Short problem
Please give the data below as a JSON list of strings, one string per line, leaving out any blank lines.

Items
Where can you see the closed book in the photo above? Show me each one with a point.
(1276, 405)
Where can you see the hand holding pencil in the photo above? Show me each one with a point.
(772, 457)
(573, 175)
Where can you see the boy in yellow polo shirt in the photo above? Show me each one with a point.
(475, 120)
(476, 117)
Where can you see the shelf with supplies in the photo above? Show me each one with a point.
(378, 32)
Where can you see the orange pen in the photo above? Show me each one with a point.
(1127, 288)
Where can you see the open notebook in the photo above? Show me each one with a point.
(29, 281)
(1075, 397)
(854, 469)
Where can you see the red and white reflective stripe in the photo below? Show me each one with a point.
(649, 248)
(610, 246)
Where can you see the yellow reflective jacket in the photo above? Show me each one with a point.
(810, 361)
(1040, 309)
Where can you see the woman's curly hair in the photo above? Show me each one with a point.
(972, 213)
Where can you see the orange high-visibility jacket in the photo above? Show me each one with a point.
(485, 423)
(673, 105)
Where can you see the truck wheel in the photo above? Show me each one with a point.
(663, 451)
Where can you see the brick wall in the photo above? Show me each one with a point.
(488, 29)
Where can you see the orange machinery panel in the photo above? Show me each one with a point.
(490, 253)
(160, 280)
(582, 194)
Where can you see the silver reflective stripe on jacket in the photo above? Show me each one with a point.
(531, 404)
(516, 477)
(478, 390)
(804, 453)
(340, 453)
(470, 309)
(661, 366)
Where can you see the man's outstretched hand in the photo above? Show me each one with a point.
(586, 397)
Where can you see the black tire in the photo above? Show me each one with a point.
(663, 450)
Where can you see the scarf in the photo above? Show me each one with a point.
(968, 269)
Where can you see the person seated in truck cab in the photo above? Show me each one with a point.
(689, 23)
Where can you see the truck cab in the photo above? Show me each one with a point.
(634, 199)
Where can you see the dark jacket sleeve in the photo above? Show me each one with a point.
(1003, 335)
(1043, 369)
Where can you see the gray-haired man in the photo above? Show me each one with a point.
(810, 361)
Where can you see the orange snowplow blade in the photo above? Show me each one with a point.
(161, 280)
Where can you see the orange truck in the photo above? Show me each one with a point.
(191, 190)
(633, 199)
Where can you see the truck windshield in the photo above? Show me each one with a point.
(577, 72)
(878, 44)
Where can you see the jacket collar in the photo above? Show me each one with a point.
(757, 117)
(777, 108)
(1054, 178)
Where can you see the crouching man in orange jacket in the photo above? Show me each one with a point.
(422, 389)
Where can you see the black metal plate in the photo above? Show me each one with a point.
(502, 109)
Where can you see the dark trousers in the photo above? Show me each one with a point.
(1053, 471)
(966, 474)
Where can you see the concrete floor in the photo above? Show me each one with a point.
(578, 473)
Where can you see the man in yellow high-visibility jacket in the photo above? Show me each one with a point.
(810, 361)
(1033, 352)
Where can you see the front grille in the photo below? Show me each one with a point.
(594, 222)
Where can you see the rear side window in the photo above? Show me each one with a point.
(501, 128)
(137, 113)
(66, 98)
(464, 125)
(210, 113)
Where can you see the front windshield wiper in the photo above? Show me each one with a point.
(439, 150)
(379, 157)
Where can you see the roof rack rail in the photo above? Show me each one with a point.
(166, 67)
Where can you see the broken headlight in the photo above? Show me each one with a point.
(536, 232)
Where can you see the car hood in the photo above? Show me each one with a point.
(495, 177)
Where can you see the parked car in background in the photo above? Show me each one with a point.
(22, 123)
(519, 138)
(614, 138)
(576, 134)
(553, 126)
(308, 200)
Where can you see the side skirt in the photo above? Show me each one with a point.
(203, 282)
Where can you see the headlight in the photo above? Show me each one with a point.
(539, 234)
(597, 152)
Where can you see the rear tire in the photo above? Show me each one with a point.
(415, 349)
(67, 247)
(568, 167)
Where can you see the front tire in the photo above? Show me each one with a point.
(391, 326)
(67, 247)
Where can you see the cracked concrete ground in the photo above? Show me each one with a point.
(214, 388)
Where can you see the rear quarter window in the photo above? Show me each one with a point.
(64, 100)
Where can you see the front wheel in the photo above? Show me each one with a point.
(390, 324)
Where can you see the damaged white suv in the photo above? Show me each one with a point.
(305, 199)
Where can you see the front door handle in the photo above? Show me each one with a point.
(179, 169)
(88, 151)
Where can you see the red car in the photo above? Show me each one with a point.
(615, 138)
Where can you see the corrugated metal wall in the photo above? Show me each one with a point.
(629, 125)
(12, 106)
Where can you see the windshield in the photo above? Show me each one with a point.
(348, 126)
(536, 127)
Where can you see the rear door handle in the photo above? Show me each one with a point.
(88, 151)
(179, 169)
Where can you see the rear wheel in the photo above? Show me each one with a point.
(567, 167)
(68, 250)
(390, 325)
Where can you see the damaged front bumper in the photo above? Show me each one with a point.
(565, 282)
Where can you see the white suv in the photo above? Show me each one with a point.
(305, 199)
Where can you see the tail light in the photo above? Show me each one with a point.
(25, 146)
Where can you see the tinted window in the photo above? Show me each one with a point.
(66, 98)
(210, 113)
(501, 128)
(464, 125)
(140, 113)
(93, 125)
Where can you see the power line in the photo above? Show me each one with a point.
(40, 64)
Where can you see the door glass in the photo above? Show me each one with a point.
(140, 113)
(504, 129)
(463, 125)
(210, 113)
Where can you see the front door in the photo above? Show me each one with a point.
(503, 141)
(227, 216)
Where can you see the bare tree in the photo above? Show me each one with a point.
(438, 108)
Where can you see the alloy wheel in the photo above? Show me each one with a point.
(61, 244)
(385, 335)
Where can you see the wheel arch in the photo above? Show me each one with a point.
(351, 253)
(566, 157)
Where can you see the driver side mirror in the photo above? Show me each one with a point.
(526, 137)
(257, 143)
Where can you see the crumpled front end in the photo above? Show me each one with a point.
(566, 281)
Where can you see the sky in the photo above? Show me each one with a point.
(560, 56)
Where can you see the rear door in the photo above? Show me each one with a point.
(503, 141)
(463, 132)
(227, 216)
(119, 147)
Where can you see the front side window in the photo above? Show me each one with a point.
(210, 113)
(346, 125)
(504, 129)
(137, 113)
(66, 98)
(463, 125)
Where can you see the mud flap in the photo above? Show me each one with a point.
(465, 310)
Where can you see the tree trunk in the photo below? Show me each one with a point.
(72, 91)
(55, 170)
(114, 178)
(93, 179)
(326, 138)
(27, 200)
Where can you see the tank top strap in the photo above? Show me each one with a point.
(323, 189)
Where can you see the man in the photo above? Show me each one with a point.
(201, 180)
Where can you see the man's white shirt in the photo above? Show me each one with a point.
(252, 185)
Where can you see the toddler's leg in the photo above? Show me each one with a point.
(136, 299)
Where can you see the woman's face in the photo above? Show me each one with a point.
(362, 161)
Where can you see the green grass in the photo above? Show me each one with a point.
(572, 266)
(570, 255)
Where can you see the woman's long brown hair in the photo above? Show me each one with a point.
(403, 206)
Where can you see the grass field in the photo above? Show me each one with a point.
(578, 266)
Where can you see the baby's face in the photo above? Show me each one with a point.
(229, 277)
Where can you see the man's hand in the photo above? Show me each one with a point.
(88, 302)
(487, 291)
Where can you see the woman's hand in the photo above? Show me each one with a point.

Task solution
[
  "Where can you see the closed book in the photo above? Show me each one with a point.",
  "(1276, 405)",
  "Where can you see the hand holding pencil in the photo above? Show me each one with a point.",
  "(772, 457)",
  "(573, 175)",
  "Where can you see the boy in yellow polo shirt in the photo above? Show me each one with a point.",
  "(475, 120)",
  "(476, 117)",
  "Where can you see the shelf with supplies in the photo above? Show me each one with a point.",
  "(378, 32)",
  "Where can you see the orange pen in the photo above? Show me each one with a point.",
  "(1127, 288)",
  "Where can you see the open notebook in the photo above? Show me each one with a point.",
  "(29, 281)",
  "(1075, 397)",
  "(854, 469)",
  "Where can you see the red and white reflective stripe in the photo below? Show me each one with a point.",
  "(649, 248)",
  "(610, 246)",
  "Where can you see the yellow reflective jacket in the photo above? Show me each one with a point.",
  "(810, 361)",
  "(1040, 309)",
  "Where can you see the woman's curly hair in the photo above? Show me each one with a point.",
  "(972, 213)",
  "Where can you see the orange high-visibility jacket in the photo above? Show me each one with a point.",
  "(485, 423)",
  "(673, 105)",
  "Where can you see the truck wheel in the photo above? Show me each one with a point.",
  "(663, 451)",
  "Where can you see the brick wall in the photo above? Show me each one with a point.",
  "(488, 29)",
  "Where can you see the orange machinery panel in the photo above? Show me each one with a point.",
  "(490, 253)",
  "(160, 280)",
  "(582, 194)",
  "Where can you see the silver reflective stripe on jacket in the photo above? Show me each one with a point.",
  "(531, 404)",
  "(516, 477)",
  "(478, 390)",
  "(804, 453)",
  "(340, 453)",
  "(470, 309)",
  "(661, 366)",
  "Where can you see the man's outstretched hand in the photo above? Show me each one with a point.",
  "(586, 397)",
  "Where can you see the black tire in the photo above? Show me each one with a point.",
  "(663, 450)",
  "Where can you see the scarf in the photo above? Show me each one with a point.",
  "(968, 269)",
  "Where can you see the person seated in truck cab in the photo above? Show me each one with a point.",
  "(689, 23)",
  "Where can you see the truck cab in the photo above? Show me each one with a point.",
  "(634, 199)",
  "Where can you see the dark jacket sleeve in the photo above? Show me each one with a point.",
  "(1003, 335)",
  "(1043, 369)",
  "Where can you see the gray-haired man in the photo above? Show me each one with a point.",
  "(810, 361)",
  "Where can you see the orange snowplow blade in the photo above? Show me each one with a point.",
  "(161, 280)",
  "Where can you see the orange truck in the photo above? Show me each one with a point.",
  "(191, 190)",
  "(633, 199)",
  "Where can you see the truck windshield in the photo above? Show me each one with a point.",
  "(577, 72)",
  "(878, 44)",
  "Where can you see the jacket collar in the photo above? Show me each one with a point.",
  "(757, 117)",
  "(777, 108)",
  "(1054, 178)",
  "Where can you see the crouching man in orange jacket in the photo above? Show me each one with a point.",
  "(422, 389)",
  "Where can you see the black metal plate in the photo above? Show me each one with a point.",
  "(502, 109)",
  "Where can you see the dark trousers in the photo above? Show me each one with a point.",
  "(1053, 471)",
  "(966, 474)",
  "Where can you see the concrete floor in the photo above? Show me each one with a point.",
  "(578, 473)",
  "Where can you see the man in yellow high-visibility jacket in the photo above? Show me each one with a point.",
  "(810, 361)",
  "(1033, 352)",
  "Where can you see the front grille in the photo below? Show me each one with a point.",
  "(594, 222)",
  "Where can you see the rear side window in the photo above? Show me each one with a point.",
  "(501, 128)",
  "(137, 113)",
  "(66, 98)",
  "(464, 125)",
  "(210, 113)",
  "Where can you see the front windshield wiper in the photo above? Show me each one with a point.",
  "(439, 150)",
  "(379, 157)",
  "Where can you see the roof rack rail in the photo above? Show me each one with a point.",
  "(166, 67)",
  "Where can you see the broken headlight in the photo above? Show me each one with a point.",
  "(536, 232)",
  "Where can you see the car hood in the photo above? Show me each one with a point.",
  "(495, 177)",
  "Where can you see the parked car in background in the photo above? Show me each one with a point.",
  "(22, 123)",
  "(519, 138)",
  "(614, 138)",
  "(576, 134)",
  "(553, 126)",
  "(308, 200)",
  "Where can you see the side skirt in the photo above? Show me each one with a point.",
  "(203, 282)",
  "Where can you see the headlight in the photo above? Show me each one with a point.",
  "(539, 234)",
  "(597, 152)",
  "Where can you see the rear tire in the photo above? Show me each one with a point.",
  "(415, 349)",
  "(67, 247)",
  "(568, 167)",
  "Where can you see the front tire in the photo above? Show me each one with a point.",
  "(391, 326)",
  "(67, 247)",
  "Where can you see the cracked concrete ground in the photo above? Show me each one with a point.",
  "(214, 388)",
  "Where can you see the rear quarter window in the photo above? Show me each one with a point.",
  "(64, 100)",
  "Where can you see the front wheel in the photo above? Show me each one with a point.",
  "(390, 324)",
  "Where can you see the damaged white suv in the photo above? Show me each one with a point.",
  "(305, 199)",
  "Where can you see the front door handle in the photo above? Show me each one with a point.",
  "(179, 169)",
  "(88, 151)",
  "Where can you see the red car in the photo above? Show me each one with a point.",
  "(615, 138)",
  "Where can you see the corrugated metal wall in the photo above? Show me each one with a point.",
  "(629, 125)",
  "(12, 106)",
  "Where can you see the windshield in the photo above? Show me each one with a point.",
  "(348, 126)",
  "(536, 127)",
  "Where can you see the rear door handle in the photo above? Show me each one with a point.",
  "(88, 151)",
  "(179, 169)",
  "Where can you see the rear wheel in the photo above? Show me each one with a point.",
  "(567, 167)",
  "(68, 250)",
  "(390, 325)",
  "Where can you see the damaged front bumper in the photo above? Show me each one with a point.",
  "(565, 282)",
  "Where can you see the white suv in the photo above? Show me each one with a point.",
  "(305, 199)",
  "Where can you see the tail light in the photo above? Show me each one with a point.",
  "(25, 146)",
  "Where can you see the tinted window in the photo above? Show me each one with a point.",
  "(66, 98)",
  "(210, 113)",
  "(501, 128)",
  "(464, 125)",
  "(140, 113)",
  "(93, 125)",
  "Where can you see the power line in the photo above? Show me each one with a point.",
  "(40, 64)",
  "Where can you see the door glass in the photo above? Show me each one with a point.",
  "(140, 113)",
  "(504, 129)",
  "(463, 125)",
  "(210, 113)",
  "Where can you see the front door in the photo above? Show me each one with a point.",
  "(503, 141)",
  "(227, 216)",
  "Where can you see the bare tree in the photo above? Show me each one with a point.",
  "(438, 108)",
  "Where can you see the alloy wheel in the photo above? Show me each one with a point.",
  "(61, 244)",
  "(385, 335)",
  "Where can you see the wheel arch in the photo above? Show me each one with a point.",
  "(351, 253)",
  "(566, 157)",
  "Where can you see the driver side mirror in the photo above? Show me each one with a point.",
  "(526, 137)",
  "(257, 143)",
  "Where can you see the crumpled front end in the photo above? Show me each one with a point.",
  "(566, 281)",
  "Where can you see the sky in the photo above? Show me each one with a point.",
  "(560, 56)",
  "Where can you see the rear door in the photo above? Show me each one with a point.",
  "(503, 141)",
  "(463, 132)",
  "(227, 216)",
  "(119, 147)",
  "Where can you see the front side window in the photo above? Show me each one with a point.",
  "(210, 113)",
  "(346, 125)",
  "(504, 129)",
  "(137, 113)",
  "(66, 98)",
  "(463, 125)",
  "Where can you see the mud flap in the photo above? Show me each one with a point.",
  "(465, 310)",
  "Where can you see the tree trunk in the photo below? Show me each one with a point.",
  "(72, 91)",
  "(55, 170)",
  "(114, 178)",
  "(93, 179)",
  "(326, 138)",
  "(27, 200)",
  "Where can you see the tank top strap in the photo above? Show me each one with a point.",
  "(323, 189)",
  "Where can you see the man in the photo above? Show me each one with a point.",
  "(201, 180)",
  "Where can you see the man's white shirt in the photo above? Show me each one with a point.",
  "(252, 185)",
  "Where can you see the toddler's leg in the photo above? Show me each one with a point.",
  "(136, 299)",
  "Where can you see the woman's face in the photo above? Show me each one with a point.",
  "(362, 161)",
  "Where can you see the green grass in the photo above? Show me each one with a point.",
  "(572, 266)",
  "(570, 255)",
  "Where can you see the woman's long brown hair in the photo above? Show me each one with a point.",
  "(403, 206)",
  "Where can you see the grass field in the photo above? Show me each one with a point.",
  "(578, 266)",
  "Where can you see the baby's face in the photo above? Show me each one with a point.",
  "(229, 277)",
  "Where can you see the man's hand in the photo above? Show me each one with a point.",
  "(88, 302)",
  "(487, 291)",
  "Where can you see the woman's hand in the photo above? Show me each one with a point."
]